===== PAGE EXCERPT

FINANCIAL STEWARDSHIP

 
 
 
 
 
 
 
 
 

 

Cherish the Bones
 
by Joyce Kinmont, (revised), from issue #10
A Call to Closeness, LDS-HEA newsletter

Since "boneless" chicken is available at any meat counter, Gary Larson apparently reasoned that someone somewhere must be raising that particular breed of fowl and drew a Far Side cartoon depicting such a place.  The cartoon shows us the gate to the ranch, a "Boneless Chicken Ranch" sign hanging over the gate, and a number of chickens flopped around like rags on the ground and on the fence.

Children are like that too, you know.  Or at least we act as though they are.  We assume that they come to us with nothing inside, and we fear that if we don't put everything there that needs to be there, it simply won't happen.  Our mission as benevolent but superior adults is to instill in children everywhere the collection of facts and skills calculated to make them successful adults.  We know they could never get there without our forced feeding.

==========
===== SOURCE MATERIAL

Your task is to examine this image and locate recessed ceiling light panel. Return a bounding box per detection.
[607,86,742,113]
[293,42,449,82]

==========

> _WRITTEN TASKS_:
A - Rewrite the Cherish the Bones article between "by Joyce Kinmont, (revised), from" and "on the fence.", inclusive, substituting "poultry" for "fowl".
B - In the Cherish the Bones article, what sign hangs over the gate in the cartoon?
Rely only on the Cherish the Bones article.

> _FULL ANSWERS_:
A -
by Joyce Kinmont, (revised), from issue #10
A Call to Closeness, LDS-HEA newsletter

Since "boneless" chicken is available at any meat counter, Gary Larson apparently reasoned that someone somewhere must be raising that particular breed of poultry and drew a Far Side cartoon depicting such a place.  The cartoon shows us the gate to the ranch, a "Boneless Chicken Ranch" sign hanging over the gate, and a number of chickens flopped around like rags on the ground and on the fence.

B - A "Boneless Chicken Ranch" sign.